TASK -> Only the lines from the one containing "logo in the photo above." to the end of the entries should be written out, each exactly as it stands, both ends included.

++++++++

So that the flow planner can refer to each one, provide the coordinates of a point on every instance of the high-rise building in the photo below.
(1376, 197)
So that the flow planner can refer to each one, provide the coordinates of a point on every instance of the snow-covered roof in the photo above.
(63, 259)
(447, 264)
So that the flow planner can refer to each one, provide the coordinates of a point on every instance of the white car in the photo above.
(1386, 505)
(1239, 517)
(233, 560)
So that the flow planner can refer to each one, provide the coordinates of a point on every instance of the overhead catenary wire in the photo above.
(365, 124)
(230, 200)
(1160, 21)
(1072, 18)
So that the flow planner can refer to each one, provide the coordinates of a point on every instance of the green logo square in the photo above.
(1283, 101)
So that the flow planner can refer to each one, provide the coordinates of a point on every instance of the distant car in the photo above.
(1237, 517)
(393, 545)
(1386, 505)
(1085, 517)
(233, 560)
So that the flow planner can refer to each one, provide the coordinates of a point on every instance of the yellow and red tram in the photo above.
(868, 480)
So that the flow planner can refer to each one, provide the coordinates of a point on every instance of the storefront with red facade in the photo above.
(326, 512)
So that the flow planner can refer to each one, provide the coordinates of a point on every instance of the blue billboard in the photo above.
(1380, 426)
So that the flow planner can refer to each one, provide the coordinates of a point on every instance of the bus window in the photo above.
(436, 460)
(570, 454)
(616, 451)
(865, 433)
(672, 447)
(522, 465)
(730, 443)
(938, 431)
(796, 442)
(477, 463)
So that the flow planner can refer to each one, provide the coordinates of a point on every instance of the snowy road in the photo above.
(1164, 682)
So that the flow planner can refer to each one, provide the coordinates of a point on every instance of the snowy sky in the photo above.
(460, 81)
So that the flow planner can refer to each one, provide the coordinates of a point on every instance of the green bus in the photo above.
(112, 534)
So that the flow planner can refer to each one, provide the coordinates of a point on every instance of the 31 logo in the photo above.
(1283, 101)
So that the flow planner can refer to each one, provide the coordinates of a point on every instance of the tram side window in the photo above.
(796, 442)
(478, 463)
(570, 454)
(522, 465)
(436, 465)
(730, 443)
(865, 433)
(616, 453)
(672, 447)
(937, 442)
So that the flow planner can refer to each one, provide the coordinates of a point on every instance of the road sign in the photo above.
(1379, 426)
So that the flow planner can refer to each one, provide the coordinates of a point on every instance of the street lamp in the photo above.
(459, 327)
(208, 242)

++++++++

SOLVED EXERCISE ->
So that the flow planner can refer to each one, provide the coordinates of a point on every instance of the 31 logo in the photo above.
(1283, 101)
So that the flow planner can refer to each one, provide the coordinates of a point on every instance of the tram side window in the photo above.
(796, 442)
(478, 463)
(570, 454)
(522, 465)
(436, 465)
(730, 443)
(865, 433)
(616, 453)
(672, 447)
(937, 442)
So that the flow planner can refer to each one, provide the coordinates of a point on every instance of the road sign in the photo above.
(1379, 426)
So that the flow planner can refer to each one, provide the coordinates of a point on every instance of the street lamp in the photo above.
(459, 327)
(208, 242)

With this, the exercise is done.